**PROBLEM STATEMENT**
Could you quote, word for word, the lines of the material below, starting at the line that contains "the woman's nose" and stopping after the line that contains "the woman's lips"?

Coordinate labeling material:
** Start **

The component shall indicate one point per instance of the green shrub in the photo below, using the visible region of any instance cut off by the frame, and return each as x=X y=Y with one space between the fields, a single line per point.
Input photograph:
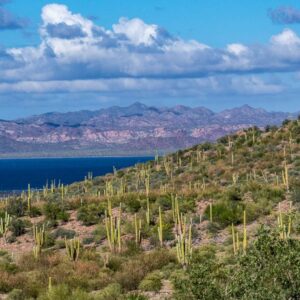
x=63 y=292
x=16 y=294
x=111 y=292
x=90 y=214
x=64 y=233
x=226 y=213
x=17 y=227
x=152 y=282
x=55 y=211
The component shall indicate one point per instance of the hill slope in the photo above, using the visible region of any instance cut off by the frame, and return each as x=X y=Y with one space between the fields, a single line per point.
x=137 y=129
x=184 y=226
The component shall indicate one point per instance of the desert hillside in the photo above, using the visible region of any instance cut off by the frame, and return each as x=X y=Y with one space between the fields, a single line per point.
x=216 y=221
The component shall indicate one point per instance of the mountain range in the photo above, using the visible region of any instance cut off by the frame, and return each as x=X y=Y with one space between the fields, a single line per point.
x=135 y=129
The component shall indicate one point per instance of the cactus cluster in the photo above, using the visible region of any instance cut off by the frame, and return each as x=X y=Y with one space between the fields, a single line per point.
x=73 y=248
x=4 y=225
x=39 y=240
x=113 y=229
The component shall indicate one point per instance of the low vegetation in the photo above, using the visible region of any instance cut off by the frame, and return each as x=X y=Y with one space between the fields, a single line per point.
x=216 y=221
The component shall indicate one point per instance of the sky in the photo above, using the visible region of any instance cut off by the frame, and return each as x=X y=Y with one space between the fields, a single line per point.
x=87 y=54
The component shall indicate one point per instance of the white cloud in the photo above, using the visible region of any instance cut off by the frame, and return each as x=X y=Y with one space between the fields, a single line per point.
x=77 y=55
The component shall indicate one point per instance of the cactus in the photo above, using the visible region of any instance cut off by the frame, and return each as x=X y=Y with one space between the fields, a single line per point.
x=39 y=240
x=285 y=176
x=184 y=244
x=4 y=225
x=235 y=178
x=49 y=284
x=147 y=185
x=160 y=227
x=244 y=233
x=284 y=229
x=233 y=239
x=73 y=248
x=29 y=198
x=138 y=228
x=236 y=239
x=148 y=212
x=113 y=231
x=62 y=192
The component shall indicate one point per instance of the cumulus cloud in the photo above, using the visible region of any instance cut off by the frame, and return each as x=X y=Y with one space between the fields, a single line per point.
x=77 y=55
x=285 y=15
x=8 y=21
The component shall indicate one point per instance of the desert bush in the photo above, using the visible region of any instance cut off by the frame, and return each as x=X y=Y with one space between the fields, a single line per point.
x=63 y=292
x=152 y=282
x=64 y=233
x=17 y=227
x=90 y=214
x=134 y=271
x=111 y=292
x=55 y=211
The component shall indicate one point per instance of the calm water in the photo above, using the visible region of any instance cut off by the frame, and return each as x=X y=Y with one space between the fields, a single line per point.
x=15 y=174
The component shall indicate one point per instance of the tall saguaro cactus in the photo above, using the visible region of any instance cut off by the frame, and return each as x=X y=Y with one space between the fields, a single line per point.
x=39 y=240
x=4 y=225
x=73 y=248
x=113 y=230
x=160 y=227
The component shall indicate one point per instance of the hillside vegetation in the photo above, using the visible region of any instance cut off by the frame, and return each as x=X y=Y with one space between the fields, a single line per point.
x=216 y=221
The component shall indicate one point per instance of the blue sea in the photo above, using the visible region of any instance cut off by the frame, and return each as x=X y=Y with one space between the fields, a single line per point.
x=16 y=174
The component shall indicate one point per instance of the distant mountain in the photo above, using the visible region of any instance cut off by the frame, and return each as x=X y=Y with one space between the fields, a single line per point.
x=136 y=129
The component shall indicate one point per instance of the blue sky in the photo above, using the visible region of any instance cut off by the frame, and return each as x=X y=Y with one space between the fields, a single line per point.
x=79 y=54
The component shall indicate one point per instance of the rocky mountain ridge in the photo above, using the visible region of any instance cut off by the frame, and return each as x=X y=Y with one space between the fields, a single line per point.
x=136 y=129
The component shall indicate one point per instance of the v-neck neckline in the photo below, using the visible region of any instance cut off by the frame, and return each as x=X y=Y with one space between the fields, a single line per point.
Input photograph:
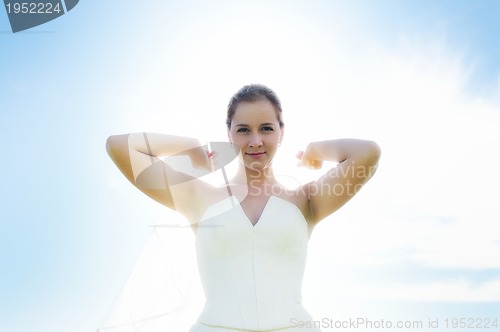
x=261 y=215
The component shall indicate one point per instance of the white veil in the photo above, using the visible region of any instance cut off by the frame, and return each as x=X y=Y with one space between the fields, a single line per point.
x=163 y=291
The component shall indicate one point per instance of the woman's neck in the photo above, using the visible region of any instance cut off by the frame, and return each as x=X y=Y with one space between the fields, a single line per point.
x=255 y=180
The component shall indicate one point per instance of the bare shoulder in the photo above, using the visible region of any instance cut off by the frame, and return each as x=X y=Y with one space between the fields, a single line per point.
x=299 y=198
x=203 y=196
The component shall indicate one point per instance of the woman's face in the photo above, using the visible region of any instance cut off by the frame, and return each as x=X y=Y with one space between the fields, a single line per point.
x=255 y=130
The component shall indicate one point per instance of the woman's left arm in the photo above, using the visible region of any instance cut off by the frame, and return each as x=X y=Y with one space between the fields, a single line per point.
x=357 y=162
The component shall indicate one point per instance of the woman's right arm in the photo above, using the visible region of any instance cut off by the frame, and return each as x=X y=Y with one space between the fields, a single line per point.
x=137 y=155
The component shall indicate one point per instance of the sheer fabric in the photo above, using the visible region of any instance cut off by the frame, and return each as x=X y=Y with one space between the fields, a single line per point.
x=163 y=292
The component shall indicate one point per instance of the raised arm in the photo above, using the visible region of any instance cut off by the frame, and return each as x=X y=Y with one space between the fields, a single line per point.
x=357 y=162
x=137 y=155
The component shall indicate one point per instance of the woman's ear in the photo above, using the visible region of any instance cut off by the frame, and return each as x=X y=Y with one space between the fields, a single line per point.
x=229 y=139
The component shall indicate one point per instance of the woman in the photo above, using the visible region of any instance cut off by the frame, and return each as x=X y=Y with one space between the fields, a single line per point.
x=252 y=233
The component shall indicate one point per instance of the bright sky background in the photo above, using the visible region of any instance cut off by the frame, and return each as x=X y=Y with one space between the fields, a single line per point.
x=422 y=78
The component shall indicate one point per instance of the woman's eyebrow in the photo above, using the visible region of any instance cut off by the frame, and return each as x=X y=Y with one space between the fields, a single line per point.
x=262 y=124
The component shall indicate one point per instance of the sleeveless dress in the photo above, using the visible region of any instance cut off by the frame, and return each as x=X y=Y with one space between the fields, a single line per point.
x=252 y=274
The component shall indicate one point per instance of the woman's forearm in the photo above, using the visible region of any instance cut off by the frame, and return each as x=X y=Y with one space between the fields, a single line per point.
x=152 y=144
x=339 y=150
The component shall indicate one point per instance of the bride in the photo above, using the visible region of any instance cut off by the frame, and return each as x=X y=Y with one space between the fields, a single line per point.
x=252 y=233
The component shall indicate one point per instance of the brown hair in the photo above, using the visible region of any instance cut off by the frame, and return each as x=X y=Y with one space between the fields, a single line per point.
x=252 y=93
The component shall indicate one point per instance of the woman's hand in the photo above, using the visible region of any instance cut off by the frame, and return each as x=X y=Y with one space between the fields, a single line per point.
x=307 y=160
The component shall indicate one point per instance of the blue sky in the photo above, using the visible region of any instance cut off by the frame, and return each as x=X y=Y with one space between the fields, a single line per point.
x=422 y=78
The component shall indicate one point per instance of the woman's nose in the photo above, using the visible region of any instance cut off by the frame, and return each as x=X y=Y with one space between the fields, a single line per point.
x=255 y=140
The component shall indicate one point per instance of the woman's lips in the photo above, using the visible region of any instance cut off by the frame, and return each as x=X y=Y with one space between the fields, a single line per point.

** End **
** Start **

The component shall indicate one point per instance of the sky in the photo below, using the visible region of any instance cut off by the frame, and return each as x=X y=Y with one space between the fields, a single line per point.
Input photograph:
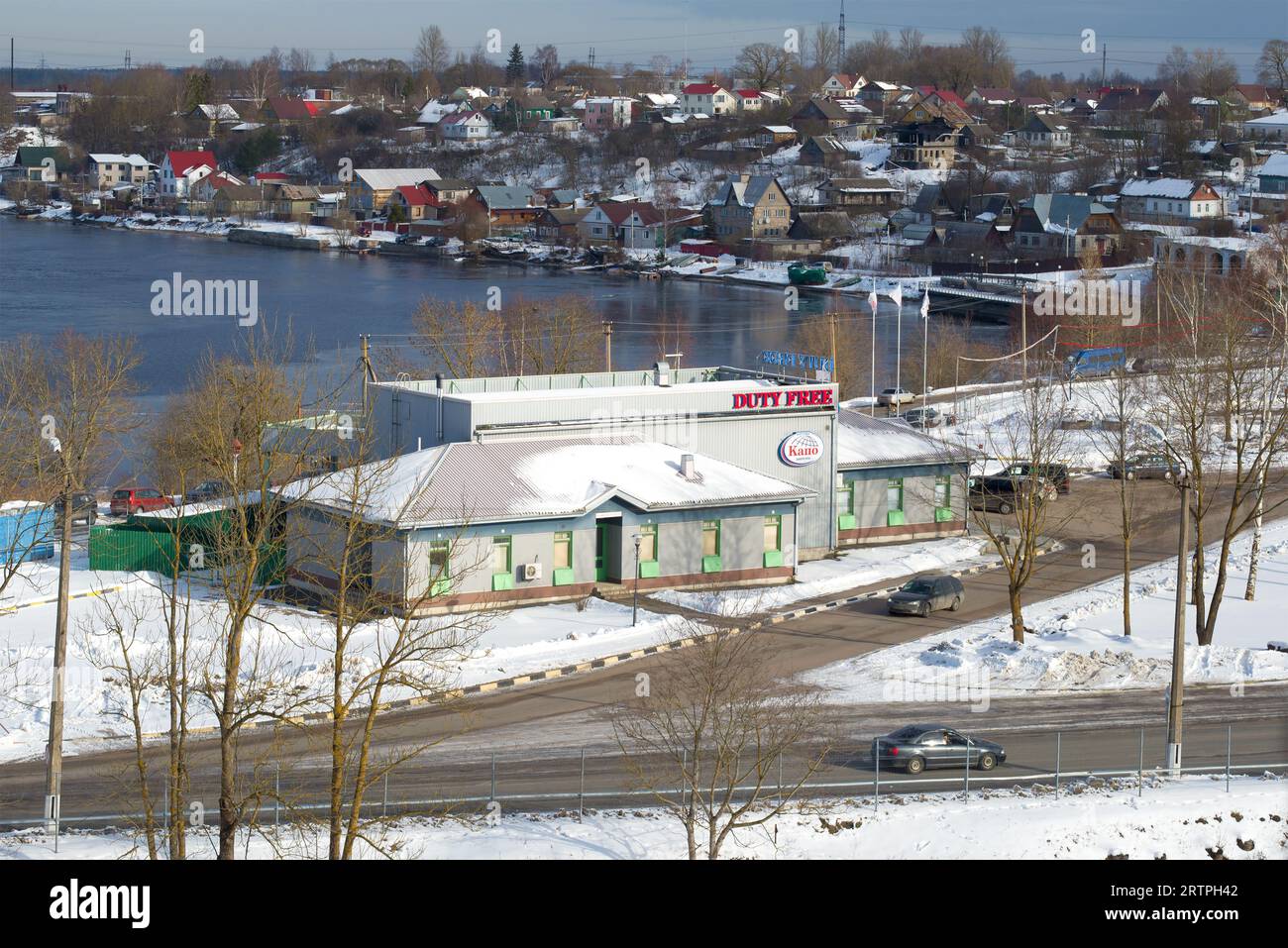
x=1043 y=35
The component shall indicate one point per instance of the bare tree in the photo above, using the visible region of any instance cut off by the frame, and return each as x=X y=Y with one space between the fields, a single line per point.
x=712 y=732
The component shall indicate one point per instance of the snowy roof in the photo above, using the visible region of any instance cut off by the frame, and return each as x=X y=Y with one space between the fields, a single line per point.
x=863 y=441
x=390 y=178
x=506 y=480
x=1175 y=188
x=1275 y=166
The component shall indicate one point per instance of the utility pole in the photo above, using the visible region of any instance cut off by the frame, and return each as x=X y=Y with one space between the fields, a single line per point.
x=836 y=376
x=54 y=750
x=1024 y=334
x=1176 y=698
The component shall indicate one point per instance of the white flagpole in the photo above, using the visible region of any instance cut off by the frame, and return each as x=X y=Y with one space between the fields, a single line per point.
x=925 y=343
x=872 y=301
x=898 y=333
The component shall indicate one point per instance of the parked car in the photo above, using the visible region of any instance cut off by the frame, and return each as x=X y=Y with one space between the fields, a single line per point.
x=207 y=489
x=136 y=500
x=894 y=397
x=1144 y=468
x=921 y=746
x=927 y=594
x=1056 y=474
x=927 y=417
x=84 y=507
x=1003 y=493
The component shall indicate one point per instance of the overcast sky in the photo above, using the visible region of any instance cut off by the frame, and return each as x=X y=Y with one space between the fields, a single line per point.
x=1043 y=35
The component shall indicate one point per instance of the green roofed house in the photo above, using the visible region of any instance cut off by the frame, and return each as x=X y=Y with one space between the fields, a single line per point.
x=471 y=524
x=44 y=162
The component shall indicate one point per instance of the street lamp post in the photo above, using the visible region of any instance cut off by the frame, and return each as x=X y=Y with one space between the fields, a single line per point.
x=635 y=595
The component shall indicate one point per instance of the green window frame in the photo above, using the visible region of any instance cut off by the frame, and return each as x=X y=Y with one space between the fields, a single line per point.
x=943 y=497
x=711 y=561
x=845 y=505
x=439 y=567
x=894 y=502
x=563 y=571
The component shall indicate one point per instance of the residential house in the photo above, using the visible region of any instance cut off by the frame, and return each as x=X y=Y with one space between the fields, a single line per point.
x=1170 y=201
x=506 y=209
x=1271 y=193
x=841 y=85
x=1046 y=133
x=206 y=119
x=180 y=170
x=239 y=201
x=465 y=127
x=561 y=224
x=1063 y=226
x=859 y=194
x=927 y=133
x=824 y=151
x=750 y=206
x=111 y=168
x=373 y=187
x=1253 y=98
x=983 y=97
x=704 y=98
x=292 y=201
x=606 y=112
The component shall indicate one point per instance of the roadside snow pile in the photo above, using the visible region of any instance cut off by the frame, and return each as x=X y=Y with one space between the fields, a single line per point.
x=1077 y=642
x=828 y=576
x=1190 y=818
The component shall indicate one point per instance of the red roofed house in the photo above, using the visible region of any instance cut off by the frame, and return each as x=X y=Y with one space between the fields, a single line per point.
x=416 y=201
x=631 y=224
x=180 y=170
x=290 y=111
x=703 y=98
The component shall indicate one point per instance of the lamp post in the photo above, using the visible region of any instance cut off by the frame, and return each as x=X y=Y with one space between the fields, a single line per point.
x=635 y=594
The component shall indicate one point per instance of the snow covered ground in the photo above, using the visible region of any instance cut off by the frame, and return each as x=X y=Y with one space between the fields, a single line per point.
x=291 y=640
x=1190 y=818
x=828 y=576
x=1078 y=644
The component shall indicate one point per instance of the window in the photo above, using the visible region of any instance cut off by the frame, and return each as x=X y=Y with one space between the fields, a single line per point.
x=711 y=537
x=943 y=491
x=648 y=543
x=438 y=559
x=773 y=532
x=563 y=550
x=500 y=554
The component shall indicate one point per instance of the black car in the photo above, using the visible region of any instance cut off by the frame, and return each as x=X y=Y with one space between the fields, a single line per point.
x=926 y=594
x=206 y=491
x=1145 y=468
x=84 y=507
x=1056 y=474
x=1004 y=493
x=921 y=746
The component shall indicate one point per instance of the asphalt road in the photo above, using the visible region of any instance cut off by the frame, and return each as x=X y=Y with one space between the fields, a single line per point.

** End **

**SOLUTION FOR THIS TASK**
The component shall indicate one point per instance of the woman's nose in the photo above, using the visible region of any instance cut off by the frame, and return each as x=X y=Y with one space between the fields, a single line per point.
x=255 y=140
The component shall indicate one point per instance of the woman's lips in the photo above, using the visible region of any instance cut off by the frame, and return each as x=X y=Y with one space between the fields, a single line per point.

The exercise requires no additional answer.